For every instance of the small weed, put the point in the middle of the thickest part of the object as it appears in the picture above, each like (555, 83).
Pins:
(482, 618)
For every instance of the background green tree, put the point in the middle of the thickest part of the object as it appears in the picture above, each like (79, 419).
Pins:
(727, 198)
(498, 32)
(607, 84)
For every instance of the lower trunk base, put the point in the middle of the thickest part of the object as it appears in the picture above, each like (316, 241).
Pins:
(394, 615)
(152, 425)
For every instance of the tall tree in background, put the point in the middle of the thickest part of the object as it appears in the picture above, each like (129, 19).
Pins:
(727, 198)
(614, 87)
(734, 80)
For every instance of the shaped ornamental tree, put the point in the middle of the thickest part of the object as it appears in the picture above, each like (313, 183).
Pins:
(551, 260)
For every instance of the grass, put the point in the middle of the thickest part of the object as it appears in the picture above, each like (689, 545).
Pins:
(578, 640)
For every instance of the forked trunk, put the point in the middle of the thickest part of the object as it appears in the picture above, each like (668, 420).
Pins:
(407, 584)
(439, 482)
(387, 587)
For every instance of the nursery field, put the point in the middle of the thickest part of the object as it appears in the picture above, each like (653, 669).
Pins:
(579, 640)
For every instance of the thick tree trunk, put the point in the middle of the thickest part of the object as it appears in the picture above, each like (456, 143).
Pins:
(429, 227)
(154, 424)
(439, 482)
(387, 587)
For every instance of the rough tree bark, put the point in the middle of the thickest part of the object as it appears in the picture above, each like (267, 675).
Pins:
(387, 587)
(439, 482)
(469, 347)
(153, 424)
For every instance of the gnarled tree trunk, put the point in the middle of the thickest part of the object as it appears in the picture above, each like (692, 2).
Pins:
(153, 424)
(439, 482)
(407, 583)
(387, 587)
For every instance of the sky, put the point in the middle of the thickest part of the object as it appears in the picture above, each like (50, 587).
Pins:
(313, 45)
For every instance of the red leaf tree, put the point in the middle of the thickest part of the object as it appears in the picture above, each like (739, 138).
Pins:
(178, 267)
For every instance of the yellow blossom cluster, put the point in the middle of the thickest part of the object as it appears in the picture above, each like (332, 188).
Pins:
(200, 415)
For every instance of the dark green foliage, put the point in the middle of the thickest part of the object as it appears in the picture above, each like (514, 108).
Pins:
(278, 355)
■ ■ ■
§ About this exercise
Among the entries above, which lines include "background"? List them all.

§ Problem solution
For every instance of the background green tree, put the point in the middle of the thickest part of the object as it appears in the picture above, each like (79, 419).
For every instance of the tall tree in background, put the point in the middle of the thickest part of the object as it appears in the picture above, each like (129, 19).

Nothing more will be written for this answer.